* [Aim]: Copy every one of the records below word for word, keeping each line unchanged and in its original order.

— START OF Record excerpts —

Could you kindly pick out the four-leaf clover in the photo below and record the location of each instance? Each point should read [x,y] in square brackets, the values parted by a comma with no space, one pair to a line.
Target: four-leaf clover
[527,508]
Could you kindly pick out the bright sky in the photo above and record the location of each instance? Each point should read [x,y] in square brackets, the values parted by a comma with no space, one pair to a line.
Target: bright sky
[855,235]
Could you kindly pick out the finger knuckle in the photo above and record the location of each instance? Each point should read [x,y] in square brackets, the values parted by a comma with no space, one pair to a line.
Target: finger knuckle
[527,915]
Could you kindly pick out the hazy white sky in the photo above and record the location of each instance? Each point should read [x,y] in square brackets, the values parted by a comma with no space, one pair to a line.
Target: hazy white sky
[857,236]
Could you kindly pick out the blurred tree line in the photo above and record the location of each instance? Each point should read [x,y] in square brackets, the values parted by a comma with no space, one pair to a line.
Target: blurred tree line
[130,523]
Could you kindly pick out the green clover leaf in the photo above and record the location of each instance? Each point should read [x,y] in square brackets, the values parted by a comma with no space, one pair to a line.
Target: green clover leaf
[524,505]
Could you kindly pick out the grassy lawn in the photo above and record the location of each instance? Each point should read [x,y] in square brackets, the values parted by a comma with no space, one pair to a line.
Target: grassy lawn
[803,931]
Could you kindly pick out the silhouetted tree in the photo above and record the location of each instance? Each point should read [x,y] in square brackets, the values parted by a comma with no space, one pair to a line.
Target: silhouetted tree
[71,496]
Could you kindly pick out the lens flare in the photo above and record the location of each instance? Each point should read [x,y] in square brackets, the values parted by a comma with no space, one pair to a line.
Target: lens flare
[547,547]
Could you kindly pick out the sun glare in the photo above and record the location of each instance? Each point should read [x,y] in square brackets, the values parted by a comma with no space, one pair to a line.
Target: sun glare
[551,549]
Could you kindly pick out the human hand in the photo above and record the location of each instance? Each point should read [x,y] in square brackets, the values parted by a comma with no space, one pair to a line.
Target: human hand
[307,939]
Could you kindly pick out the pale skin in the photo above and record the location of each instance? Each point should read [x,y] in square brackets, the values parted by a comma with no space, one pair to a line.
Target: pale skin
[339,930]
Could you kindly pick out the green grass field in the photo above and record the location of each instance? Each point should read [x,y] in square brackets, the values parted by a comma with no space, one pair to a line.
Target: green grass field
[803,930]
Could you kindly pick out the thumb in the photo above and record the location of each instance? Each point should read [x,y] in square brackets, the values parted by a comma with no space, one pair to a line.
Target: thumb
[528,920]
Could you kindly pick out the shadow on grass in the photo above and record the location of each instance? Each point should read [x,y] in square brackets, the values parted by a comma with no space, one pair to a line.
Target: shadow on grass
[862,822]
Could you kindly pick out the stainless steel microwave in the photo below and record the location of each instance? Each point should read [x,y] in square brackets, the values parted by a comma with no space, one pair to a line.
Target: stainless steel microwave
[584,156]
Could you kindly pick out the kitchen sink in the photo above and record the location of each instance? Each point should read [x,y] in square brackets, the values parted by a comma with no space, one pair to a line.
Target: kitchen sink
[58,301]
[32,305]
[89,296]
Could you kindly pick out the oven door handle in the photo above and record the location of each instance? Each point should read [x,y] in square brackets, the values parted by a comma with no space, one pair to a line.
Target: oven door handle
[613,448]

— END OF Record excerpts —

* [Full response]:
Could you kindly pick out the four-leaf clover in the photo below and record the location of each instance? Each point should read [x,y] in square brackets, the values parted by a comma with no space, one pair to a line.
Target: four-leaf clover
[527,508]
Could you kindly pick out the bright sky in the photo above and record the location of each instance? Each point should read [x,y] in square brackets, the values parted by a comma with no space, one pair to a line.
Target: bright sky
[855,235]
Could you kindly pick out the finger knuckle in the photo above and record the location of each instance? Each point should read [x,y] in square brackets, the values parted by a comma with no space, one pair to a line.
Target: finger knuckle
[527,915]
Could you kindly pick out the hazy white sky in the photo above and record the location of each instance? Each point should read [x,y] in square brackets, the values parted by a comma with no space, one pair to a line.
Target: hazy white sky
[857,236]
Could you kindly pick out the blurred tree line in the photo above and record the location of each instance? Each point should read [x,y] in square brackets, the values parted by a comma with no space, one pair to a line.
Target: blurred tree line
[130,523]
Could you kindly pick out the green clover leaf in the photo above and record the location of each instance? Each point should read [x,y] in square brackets, the values parted by a comma with no space, one pair to a line.
Target: green clover leaf
[524,505]
Could you kindly pick out the grassy lawn in the photo above and record the location of each instance? Each point should read [x,y] in square brackets, the values parted by a comma with no space, one pair to a line.
Target: grassy lawn
[803,931]
Could you kindly pick out the silhouetted tree in the photo above and record the location of each instance? Each point should read [x,y] in square brackets, the values parted by a comma with no space, one pair to a line.
Target: silhouetted tree
[71,496]
Could you kindly pick out the lens flare in the photo above and record the location of each instance? Each point should read [x,y] in square brackets, the values parted by a comma with no space, one pair to a line.
Target: lens flare
[547,547]
Could you kindly pick out the sun glare in the photo above and record the location of each instance? Each point should read [x,y] in square brackets, the values parted by a comma with no space, one pair to a line.
Target: sun glare
[551,549]
Could you kindly pick out the human hand in the photo above and record the location of each instance? Each point should read [x,y] in square brackets, the values parted by a comma with no space, one pair to a line.
Target: human hand
[307,939]
Could you kindly pick out the pale skin in the photo above and record the location of each instance? Each point should read [x,y] in square brackets, the values parted by a comma with no space, one pair to a line.
Target: pale skin
[339,930]
Could you kindly pick out the green grass field in the photo above and record the location of each instance? Each point should read [x,y] in square brackets, the values parted by a comma with no space, one pair to a line.
Target: green grass field
[803,930]
Could you kindly pick out the thumb in the photo above and record the location of each instance? Each point should read [x,y] in square brackets, the values parted by a comma with no space, one pair to a line.
Target: thumb
[528,920]
Could you kindly pick out the shadow on grass in the photo above and record the location of each instance? Each point should read [x,y] in square brackets, the values parted by a comma with no space, one pair to a line.
Target: shadow on grass
[862,822]
Could you kindly pick out the stainless steel microwave in the photo below and record the location of each instance? Each point should read [x,y] in square brackets, the values parted by a comma with no space, one pair to a line.
Target: stainless steel microwave
[584,156]
Could you kindly pick out the kitchen sink in the photo above and record the location of each instance? Each point should read [x,y] in square brackets, the values parted by a comma with no space, one pair to a line.
Target: kitchen sink
[58,301]
[32,305]
[89,296]
Could you kindly pick out the oven door handle in the photo above and record the location of each instance? Each point should read [x,y] in square brackets, the values parted by a comma with no space, one pair to a line.
Target: oven door handle
[613,448]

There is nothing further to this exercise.